Task description
Repeat all the records exactly, omitting pictures.

Image object location entries:

**********

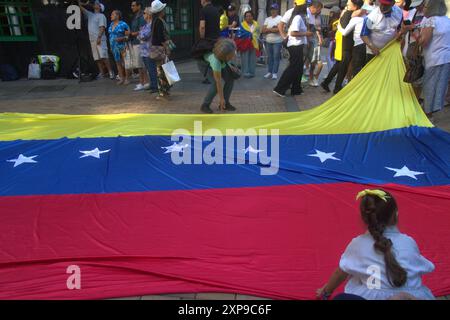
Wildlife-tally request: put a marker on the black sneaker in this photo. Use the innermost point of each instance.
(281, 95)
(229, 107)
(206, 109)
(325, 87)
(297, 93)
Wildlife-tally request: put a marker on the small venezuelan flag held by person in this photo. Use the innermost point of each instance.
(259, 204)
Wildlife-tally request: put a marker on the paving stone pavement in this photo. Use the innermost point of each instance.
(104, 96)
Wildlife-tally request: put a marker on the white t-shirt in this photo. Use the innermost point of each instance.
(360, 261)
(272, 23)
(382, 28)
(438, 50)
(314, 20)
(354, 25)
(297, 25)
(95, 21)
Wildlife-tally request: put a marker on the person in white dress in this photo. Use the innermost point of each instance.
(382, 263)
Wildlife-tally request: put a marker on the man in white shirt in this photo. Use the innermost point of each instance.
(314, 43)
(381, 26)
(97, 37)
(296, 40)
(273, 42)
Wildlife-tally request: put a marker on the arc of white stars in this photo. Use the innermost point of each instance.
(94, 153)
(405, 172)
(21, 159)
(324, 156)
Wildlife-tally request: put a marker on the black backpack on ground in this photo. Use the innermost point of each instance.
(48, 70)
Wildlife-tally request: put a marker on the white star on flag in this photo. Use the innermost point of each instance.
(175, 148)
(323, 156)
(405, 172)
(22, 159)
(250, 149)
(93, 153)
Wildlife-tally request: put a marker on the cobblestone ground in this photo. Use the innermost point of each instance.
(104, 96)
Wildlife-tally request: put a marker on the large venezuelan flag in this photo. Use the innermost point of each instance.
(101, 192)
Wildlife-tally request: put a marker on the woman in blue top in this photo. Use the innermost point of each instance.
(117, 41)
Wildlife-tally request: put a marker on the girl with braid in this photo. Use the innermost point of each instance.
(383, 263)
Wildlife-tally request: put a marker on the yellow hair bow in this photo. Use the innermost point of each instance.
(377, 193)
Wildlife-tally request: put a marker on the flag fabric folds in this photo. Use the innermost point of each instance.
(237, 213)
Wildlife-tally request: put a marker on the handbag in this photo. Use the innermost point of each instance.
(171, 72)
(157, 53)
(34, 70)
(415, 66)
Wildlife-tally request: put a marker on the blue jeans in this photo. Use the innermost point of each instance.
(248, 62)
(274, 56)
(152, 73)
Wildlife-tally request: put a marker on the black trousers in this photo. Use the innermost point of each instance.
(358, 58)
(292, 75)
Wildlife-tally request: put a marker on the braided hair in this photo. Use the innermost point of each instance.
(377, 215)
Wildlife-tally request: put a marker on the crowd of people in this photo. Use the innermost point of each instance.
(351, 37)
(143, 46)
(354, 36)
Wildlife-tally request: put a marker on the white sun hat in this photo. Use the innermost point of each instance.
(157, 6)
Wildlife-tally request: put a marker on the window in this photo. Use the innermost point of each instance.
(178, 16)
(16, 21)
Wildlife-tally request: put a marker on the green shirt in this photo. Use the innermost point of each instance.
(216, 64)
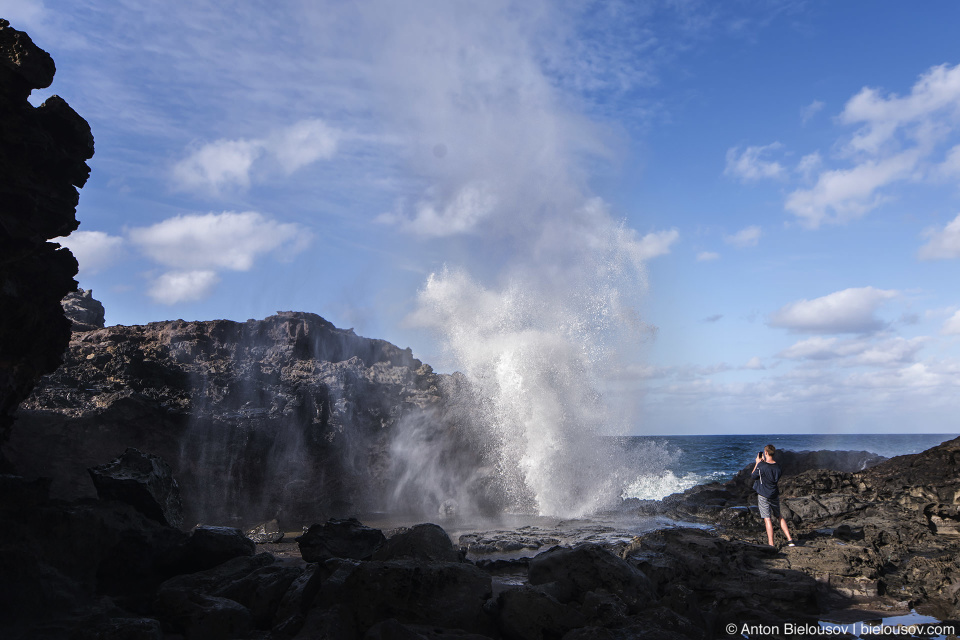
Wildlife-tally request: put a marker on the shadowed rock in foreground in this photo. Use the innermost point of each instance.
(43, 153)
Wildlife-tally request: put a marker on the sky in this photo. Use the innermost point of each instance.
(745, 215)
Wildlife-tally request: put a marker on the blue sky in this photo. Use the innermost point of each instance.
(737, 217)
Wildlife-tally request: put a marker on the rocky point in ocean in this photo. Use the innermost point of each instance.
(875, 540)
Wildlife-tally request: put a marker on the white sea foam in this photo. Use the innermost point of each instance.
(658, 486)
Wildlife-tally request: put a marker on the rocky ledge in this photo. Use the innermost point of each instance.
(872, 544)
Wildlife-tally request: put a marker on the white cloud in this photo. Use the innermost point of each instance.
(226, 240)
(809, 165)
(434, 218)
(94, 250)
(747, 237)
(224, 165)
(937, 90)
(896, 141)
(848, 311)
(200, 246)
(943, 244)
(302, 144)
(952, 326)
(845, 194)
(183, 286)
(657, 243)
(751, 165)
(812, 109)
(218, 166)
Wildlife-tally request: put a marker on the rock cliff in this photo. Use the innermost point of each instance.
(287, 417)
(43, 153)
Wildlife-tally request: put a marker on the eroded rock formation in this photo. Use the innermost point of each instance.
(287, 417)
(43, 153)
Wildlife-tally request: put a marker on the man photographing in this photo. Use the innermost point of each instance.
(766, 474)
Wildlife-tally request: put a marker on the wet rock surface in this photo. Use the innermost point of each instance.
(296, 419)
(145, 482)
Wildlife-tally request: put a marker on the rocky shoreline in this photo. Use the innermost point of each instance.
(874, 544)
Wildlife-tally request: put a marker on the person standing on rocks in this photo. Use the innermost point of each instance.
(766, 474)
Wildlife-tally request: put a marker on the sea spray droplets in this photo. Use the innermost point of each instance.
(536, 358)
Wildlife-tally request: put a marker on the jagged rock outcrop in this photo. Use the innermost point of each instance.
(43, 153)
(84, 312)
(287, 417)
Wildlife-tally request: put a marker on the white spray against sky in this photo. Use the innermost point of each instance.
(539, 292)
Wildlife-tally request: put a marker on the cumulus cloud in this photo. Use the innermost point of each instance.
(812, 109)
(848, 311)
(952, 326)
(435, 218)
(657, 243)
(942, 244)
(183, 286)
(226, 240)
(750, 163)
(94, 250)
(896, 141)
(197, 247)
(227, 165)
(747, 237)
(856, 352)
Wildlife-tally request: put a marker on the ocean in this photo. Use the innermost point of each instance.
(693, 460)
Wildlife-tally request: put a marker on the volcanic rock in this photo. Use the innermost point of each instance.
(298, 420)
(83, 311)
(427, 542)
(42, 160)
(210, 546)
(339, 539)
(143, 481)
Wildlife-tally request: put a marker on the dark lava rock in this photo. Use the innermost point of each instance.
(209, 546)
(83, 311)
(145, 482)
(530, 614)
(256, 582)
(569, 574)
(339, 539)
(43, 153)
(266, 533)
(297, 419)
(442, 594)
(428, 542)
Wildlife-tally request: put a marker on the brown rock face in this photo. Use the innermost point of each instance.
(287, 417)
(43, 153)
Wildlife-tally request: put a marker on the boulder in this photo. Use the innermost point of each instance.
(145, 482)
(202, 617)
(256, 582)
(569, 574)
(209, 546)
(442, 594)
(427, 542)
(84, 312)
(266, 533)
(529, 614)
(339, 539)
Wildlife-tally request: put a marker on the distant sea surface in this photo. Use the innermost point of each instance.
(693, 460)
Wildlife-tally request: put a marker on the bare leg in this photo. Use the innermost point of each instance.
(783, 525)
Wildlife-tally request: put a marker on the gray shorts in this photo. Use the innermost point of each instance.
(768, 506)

**********

Answer to this problem
Wildlife-tally request: put a marker on the black sneaker in this photo. Use the innermost point of each instance.
(281, 95)
(229, 107)
(206, 109)
(325, 87)
(297, 93)
Wildlife-tally request: put a marker on the small venezuelan flag held by person in this photo. Use the innermost point of each instance.
(259, 204)
Wildlife-tally request: put a marker on the paving stone pavement in this photo. Use the innermost point of each instance.
(104, 96)
Wildlife-tally request: put a marker on the white t-shirt in this photo. Use the innermost point of each instance.
(360, 261)
(272, 23)
(382, 28)
(438, 50)
(314, 20)
(354, 25)
(297, 25)
(95, 21)
Wildlife-tally request: put a marker on the person in white dress in this photo. Use the innermost point of each instance.
(382, 263)
Wildlife-tally request: put a marker on the man in white shirt in this photo. Use the innermost point of each instance.
(314, 43)
(381, 26)
(97, 37)
(296, 40)
(273, 42)
Wildlife-tally request: put a marker on the arc of white stars in this photo. Use the innermost point of each instance.
(94, 153)
(405, 172)
(21, 159)
(324, 156)
Wildlife-tally request: put a marker on the black backpack on ground in this photo. Use the innermost point of each instance.
(48, 70)
Wildlife-tally request: put a marker on the white star on flag in this photo. Use the innermost point of each instance.
(175, 148)
(323, 156)
(405, 172)
(22, 159)
(250, 149)
(93, 153)
Wildlife-tally request: put a marker on the cobblestone ground in this photo. Use the innermost point of each instance.
(104, 96)
Wildlife-tally request: put a marker on the large venezuelan flag in this photo. Use the innermost point of each instance.
(101, 192)
Wildlife-tally request: put a marker on the woman in blue top in this photo. Use the innermost point of each instance.
(117, 41)
Wildlife-tally request: put a marker on the girl with braid in this photo. Use the innermost point of each instance.
(383, 263)
Wildlife-tally request: put a marker on the yellow hair bow in this photo. Use the innermost point of each instance.
(377, 193)
Wildlife-tally request: put a marker on the flag fabric folds in this photo. Use the innermost point of each instance.
(237, 213)
Wildlife-tally request: put a marker on the handbag in this photo. Use the innermost point of each instance.
(171, 72)
(157, 53)
(34, 70)
(415, 66)
Wildlife-tally request: put a marker on the blue jeans in this photo. Use the innermost point of each instance.
(248, 62)
(274, 56)
(152, 73)
Wildlife-tally request: put a marker on the black trousers in this photo. Use the innermost point of each instance.
(358, 58)
(292, 75)
Wildlife-tally request: put a marker on the braided hair in this photo. Use the innermost point of each instance.
(377, 215)
Wildlife-tally request: put a marker on the crowd of people in this photo. Use the innermost point of each instance.
(351, 37)
(143, 46)
(354, 36)
Wildlife-tally request: put a marker on the white sun hat in this photo. Use the innermost point of each instance.
(157, 6)
Wildlife-tally request: put a marker on the window in this photo. Use the innermost point of each instance.
(178, 16)
(16, 21)
Wildlife-tally request: put a marker on the green shirt in this photo. Use the innermost point of each instance.
(216, 64)
Wildlife-tally request: put a marker on the shadowed rock in foreground in this photo. Use the innermost point of each instance.
(43, 153)
Wildlife-tally request: put a marker on the sky in this photo. Use the innermost point of each instance.
(745, 215)
Wildlife-tally request: put a marker on the blue sky in this photo. Use the innermost point of each instance.
(737, 217)
Wildlife-tally request: put a marker on the rocky point in ocean in this photo. Use the innermost point of each instance.
(875, 540)
Wildlife-tally request: put a marker on the white sea foam in this photo. Use the innermost point of each instance.
(658, 486)
Wildlife-tally request: put a marker on the rocky ledge in this photo. Use the innermost point of each instance.
(872, 544)
Wildlife-tally request: put a marker on the white cloud in this photo. Use the innermost point of each instance.
(226, 240)
(809, 165)
(434, 218)
(94, 250)
(747, 237)
(224, 165)
(937, 90)
(896, 141)
(848, 311)
(200, 246)
(943, 244)
(302, 144)
(952, 326)
(845, 194)
(183, 286)
(657, 243)
(751, 165)
(812, 109)
(218, 166)
Wildlife-tally request: put a marker on the rock cliff in this photo. Use the innermost point of each instance.
(287, 417)
(43, 153)
Wildlife-tally request: put a marker on the eroded rock formation in this photo. Use the innermost point of each instance.
(287, 417)
(43, 153)
Wildlife-tally request: put a marker on the man photographing in this photo. Use the innermost point of each instance.
(766, 474)
Wildlife-tally request: put a marker on the wet rock surface in this photo. Use the innermost point of each instance.
(296, 419)
(145, 482)
Wildlife-tally request: put a marker on the rocky shoreline in this photo. Use the innermost point of each instance.
(874, 544)
Wildlife-tally request: put a marker on the person standing on rocks in this photo. Use the innermost point of each instance.
(766, 474)
Wildlife-tally request: put a marker on the sea spray droplets in this photo. Use the innermost point of each instance.
(536, 358)
Wildlife-tally request: put a marker on the jagged rock outcrop in this photo. Use the innermost point of each instance.
(43, 153)
(84, 312)
(287, 417)
Wildlife-tally request: put a marker on the white spray against sky in this photo. Use the innermost point of each instance.
(539, 292)
Wildlife-tally request: put a marker on the cumulus cloud in this photo. Use the innermost point of each instance.
(812, 109)
(848, 311)
(952, 326)
(435, 218)
(657, 243)
(942, 244)
(183, 286)
(226, 240)
(750, 163)
(94, 250)
(896, 141)
(197, 247)
(227, 165)
(747, 237)
(856, 352)
Wildlife-tally request: put a marker on the ocean in this photo. Use the innermost point of each instance.
(693, 460)
Wildlife-tally request: put a marker on the volcanic rock in this photo. Use the innermost point of each instance.
(298, 420)
(83, 311)
(427, 542)
(42, 160)
(210, 546)
(339, 539)
(143, 481)
Wildlife-tally request: put a marker on the dark lava rock in this photo. Use the innermost point of each instance.
(209, 546)
(83, 311)
(145, 482)
(530, 614)
(256, 582)
(569, 574)
(339, 539)
(43, 153)
(266, 533)
(297, 419)
(442, 594)
(428, 542)
Wildlife-tally request: put a marker on the brown rock face in this photo. Use the innermost point of each instance.
(287, 417)
(43, 153)
Wildlife-tally request: put a marker on the boulder in this photo. Use the innermost point of each instance.
(145, 482)
(202, 617)
(256, 582)
(569, 574)
(209, 546)
(442, 594)
(427, 542)
(84, 312)
(266, 533)
(529, 614)
(339, 539)
Wildlife-tally request: put a marker on the distant sea surface in this photo. Use the innermost point of each instance.
(693, 460)
Wildlife-tally request: put a marker on the bare leg in this photo. Use the innermost point of each instance.
(783, 525)
Wildlife-tally request: put a marker on the gray shorts in this photo. Use the innermost point of each instance.
(768, 506)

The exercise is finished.